### Исходный отрывок
Теперь повествование все чаще организуется не подложной историософской схемой, а личной судьбой, и это понуждает возвращать событийность из “параллельных миров” в наш, единственно сбывшийся. Личность становится паровозом, вытягивающим за собой исторический поезд. И он, какие бы ни были ошибки, сбои и перекосы, набит грузом реально претерпеваемых лет.

Тут вот какое примечание. Я бы немного расширила границу, очерчивающую территорию новых тенденций, и предложила бы иметь в виду не только автобиографию, а любую личную участь в русле истории. Чтобы всем стало очевидно, что речь у нас идет не о мемуаристике, а о беллетристике, о свидетельствах художнической памяти, сопряженных с творческим вымыслом. Нужно ли объяснять, что от этого они становятся свидетельствами, осмысляющими самое себя? Ведь, скажем, поэтико-автобиографический пунктир давыдовского “Бестселлера” — лишь одна из биографических линий оригинальнейшего романа, романа Истории, осуществляемой неколебимыми или, напротив, удобопревратными волями людей и перемалывающей эти воли. Только так, через биографизм, может быть выставлен на обсуждение моральный аспект исторических событий, чем Юрий Давыдов и занимался всю свою писательскую жизнь.

Спектр возможностей, открытый новым, личным переживанием истории, достаточно широк. (Я приведу примеры из опубликованного, избегая здесь оценок: для выявления вектора они не нужны, хотя, конечно, что-то нравится мне больше, что-то меньше, что-то — много меньше.) Это может быть прославленная А. Гольдштейном “литература существования” в чистом виде — “Трепанация черепа” Сергея Гандлевского или очерки покойного Андрея Сергеева; не здесь ли место не сомасштабного им “Веселого солдата”? Это может быть близкая к ней, к “литературе существования”, проза Анатолия Наймана, который фактически пишет историю гуманитарной интеллигенции последних десятилетий, особенно внятно преподанную в понапрасну скандализовавшем многих “Б. Б. и др.” — внятно потому, что там эта история сфокусирована в уникальной человеческой судьбе. Это — делаем следующий шаг по направлению к вымыслу — может быть автопсихологическая (как ее называла Лидия Гинзбург) проза, где находящиеся на неопределимой, далекой ли, близкой, дистанции от “имевшего места быть” сюжетные перипетии изнутри надежно обеспечены личным биографическим опытом: таковы — роман Михаила Бутова “Свобода”, повесть Майи Кучерской “История одного знакомства”, повесть Инны Лиснянской “Величина и функция”. Личные истории проживаются здесь на фоне прячущейся в деталях, но легко восстанавливаемой современниками исторической хроники; герои — творцы своих судеб, но в массивном обстоянии “времени и места”. Еще шаг в сторону фантазийности — и перед нами окажутся композиции, которые можно назвать “альтернативными биографиями” (аналогично уже прижившемуся термину “альтернативная история”), — к примеру, “Ермо” Юрия Буйды или “Читающая вода” Ирины Полянской. В них вымышленное лицо с вымышленным curriculum vitae, лицо, чью прототипичность можно было бы назвать “мозаичной”, живет, однако, в потоке не альтернативного (“что было бы, если бы”), а реально совершающегося исторического времени, освещаясь им и высветляя его смыслы собою как некоторой экспериментальной моделью. (Примерно в том же роде — дебютная повесть Андрея Савельева “Ученик Эйзенштейна”.) Наконец, отягощенная редкостным внутренним изломом история (История) может являть себя в веренице гротесков, скрепленных личным биографическим присутствием автора, прямо берущим слово в начале и в конце, — как это имеет место в цикле другого нашего лауреата Юрия Буйды, где первая и последняя новеллы с их личной и исторической окрашенностью играют исключительной важности камертонную роль.
######
Напишите продолжение рассуждения о личной судьбе как стержне современной прозы об истории, начав сразу после его последнего предложения.
### Собранные сведения
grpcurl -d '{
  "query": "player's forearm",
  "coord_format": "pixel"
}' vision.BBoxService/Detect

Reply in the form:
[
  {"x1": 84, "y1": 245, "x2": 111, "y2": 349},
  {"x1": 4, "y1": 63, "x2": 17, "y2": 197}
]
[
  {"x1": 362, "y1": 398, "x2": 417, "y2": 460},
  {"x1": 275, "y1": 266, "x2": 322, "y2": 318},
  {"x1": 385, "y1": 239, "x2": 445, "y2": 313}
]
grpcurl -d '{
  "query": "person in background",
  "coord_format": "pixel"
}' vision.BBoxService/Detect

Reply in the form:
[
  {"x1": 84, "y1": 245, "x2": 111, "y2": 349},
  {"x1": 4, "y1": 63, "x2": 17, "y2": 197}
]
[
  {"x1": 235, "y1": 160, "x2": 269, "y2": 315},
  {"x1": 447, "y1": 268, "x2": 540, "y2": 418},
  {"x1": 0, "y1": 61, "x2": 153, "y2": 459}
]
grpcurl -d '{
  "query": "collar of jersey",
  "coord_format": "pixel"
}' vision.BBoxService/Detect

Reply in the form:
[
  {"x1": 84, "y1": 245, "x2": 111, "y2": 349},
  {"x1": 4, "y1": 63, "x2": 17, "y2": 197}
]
######
> _Результат_
Из последних в этом перечне случаев видно, что литература мифоисторических “версий” (ее принято считать постмодернистской) не прошла мимо прозаиков с иными творческими обязательствами, — кое-что из ее арсенала было ассимилировано, но отброшен произвол, с одного боку — глумливый, с другого — доктринерский. Как говорится, жизнь вошла в свои права.

Это непременно вызовет — и уже вызывает — недовольство тех, кто хотел бы видеть в литературе что-то вроде игрового ответвления левой культурологии. Наметившийся поворот к новому историзму и к новому художественному персонализму будет непременно трактован как движение вспять. Ну как после “конца истории” и “смерти автора” примириться с их восстанием из гроба? Другого не остается, как объявить воскресших — зомби. И это уже делается — на примитивном, массмедийном, газетно-электронном уровне.

Я пишу эти заметки, восстанавливая по памяти кое-что из моего краткого выступления на аполлон-григорьевских чтениях, но уже много недель и много событий спустя. И не могу не присовокупить к обозначенному прежде характерное впечатление от телепоказа присуждения Букеровской премии в ноябре 1999 года. Сначала тележурналистка НТВ (Елена Курляндцева) предоставила для общих замечаний слово известному поставангардному литератору, и тот объяснил, что премии у нас присуждаются исключительно посредственностям, выразителям привычного. Затем журналистка конкретизировала этот вердикт, пояснив, что премия присуждена М. Бутову за роман — советский, русский, реалистический (кажется, в том же снисходительно-подмигивающем тоне было сказано, что и за “добротный”, точно не помню). Понятно, что для этого “менталитета” “посредственный”, “советский”, “русский”, “реалистический” — ряд эпитетов, абсолютно синонимичных друг другу.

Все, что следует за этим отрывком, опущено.